PROBLEM: Copy out the whole interview below word for word.

JL: Initially it sort of fit with the retro nostalgic influences of the art I was showing and the subculture I was involved in. It was a way for people to find me in a crowd as I am short. I also have a fascination with the Shriners and collect Shriners memorbilia. I like the mystery and the fun of the Shriners and how they represent a simpler time with a cool aesthetic.
LF: Before the Internet – how did you find the artists, and how did they find you? What has changed now in the way you scout for new talent? Does it feel like there is so much talent out there and so little time and wall space?
JL: I would find artists by looking at underground comics, children’s books, subcultural magazines and illustration directories. Initially I was interested in illustrators who’s work blurred the line between art and illustration. After awhile people started to know about my curating efforts and I would meet many artists that way. Sometimes I would walk into a bar or coffee shop that exhibited art and find an interesting artist that way. I started initially curating shows with my own art work and those of my friends I had gone to college with. There was a wide variety of ways I would find art before the internet. It is very easy to find good work these days as there are many blogs, art magazines and websites to hunt for talent. There are definitely a lot of amazing, talented artists out there. There are far more than I could ever begin to show. It is frustrating sometimes as I would like to show them all.
LF: Can you name a few artists we should keep an eye out for and / or upcoming exhibitions you’re really excited about?
JL: There are a lot of street artists I like who are working very diligently on the street. Some are How & Nosm, Interesni Kazki, M-City and Aryz. I am always excited for all the shows I have at my gallery but a few that are going to be particularly exciting this year are Jeremy Geddes and Ashley Wood as I have not worked with them before. We are also putting on a very large scale show with Invader which should be epic.

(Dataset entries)
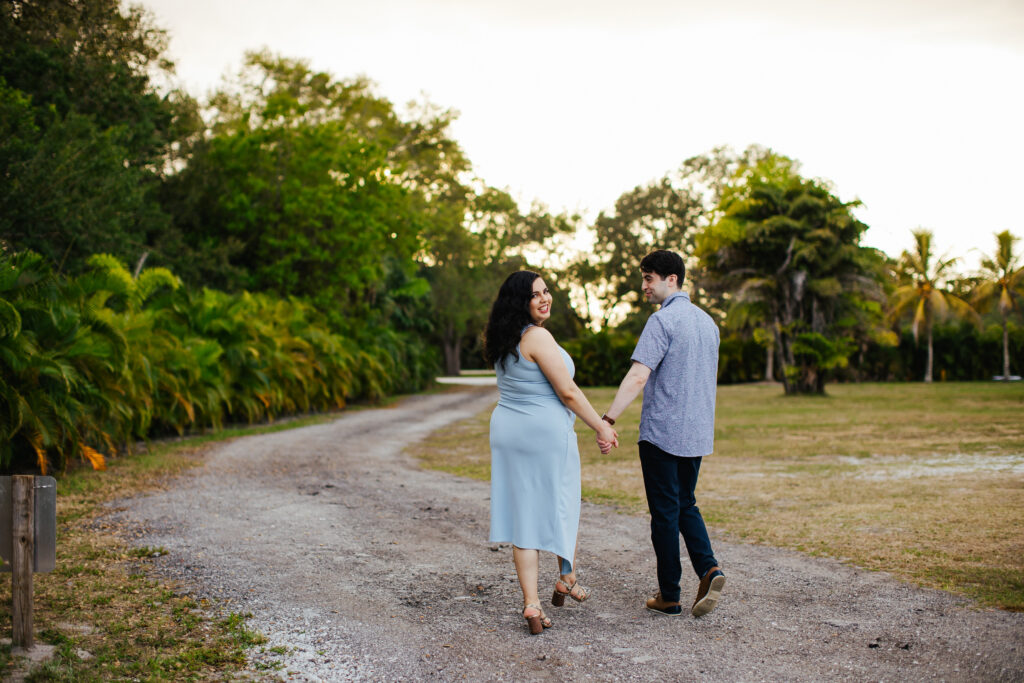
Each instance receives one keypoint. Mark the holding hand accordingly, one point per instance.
(606, 438)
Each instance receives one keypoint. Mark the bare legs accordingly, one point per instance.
(527, 567)
(526, 564)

EXERCISE ANSWER:
JL: Initially it sort of fit with the retro nostalgic influences of the art I was showing and the subculture I was involved in. It was a way for people to find me in a crowd as I am short. I also have a fascination with the Shriners and collect Shriners memorbilia. I like the mystery and the fun of the Shriners and how they represent a simpler time with a cool aesthetic.
LF: Before the Internet – how did you find the artists, and how did they find you? What has changed now in the way you scout for new talent? Does it feel like there is so much talent out there and so little time and wall space?
JL: I would find artists by looking at underground comics, children’s books, subcultural magazines and illustration directories. Initially I was interested in illustrators who’s work blurred the line between art and illustration. After awhile people started to know about my curating efforts and I would meet many artists that way. Sometimes I would walk into a bar or coffee shop that exhibited art and find an interesting artist that way. I started initially curating shows with my own art work and those of my friends I had gone to college with. There was a wide variety of ways I would find art before the internet. It is very easy to find good work these days as there are many blogs, art magazines and websites to hunt for talent. There are definitely a lot of amazing, talented artists out there. There are far more than I could ever begin to show. It is frustrating sometimes as I would like to show them all.
LF: Can you name a few artists we should keep an eye out for and / or upcoming exhibitions you’re really excited about?
JL: There are a lot of street artists I like who are working very diligently on the street. Some are How & Nosm, Interesni Kazki, M-City and Aryz. I am always excited for all the shows I have at my gallery but a few that are going to be particularly exciting this year are Jeremy Geddes and Ashley Wood as I have not worked with them before. We are also putting on a very large scale show with Invader which should be epic.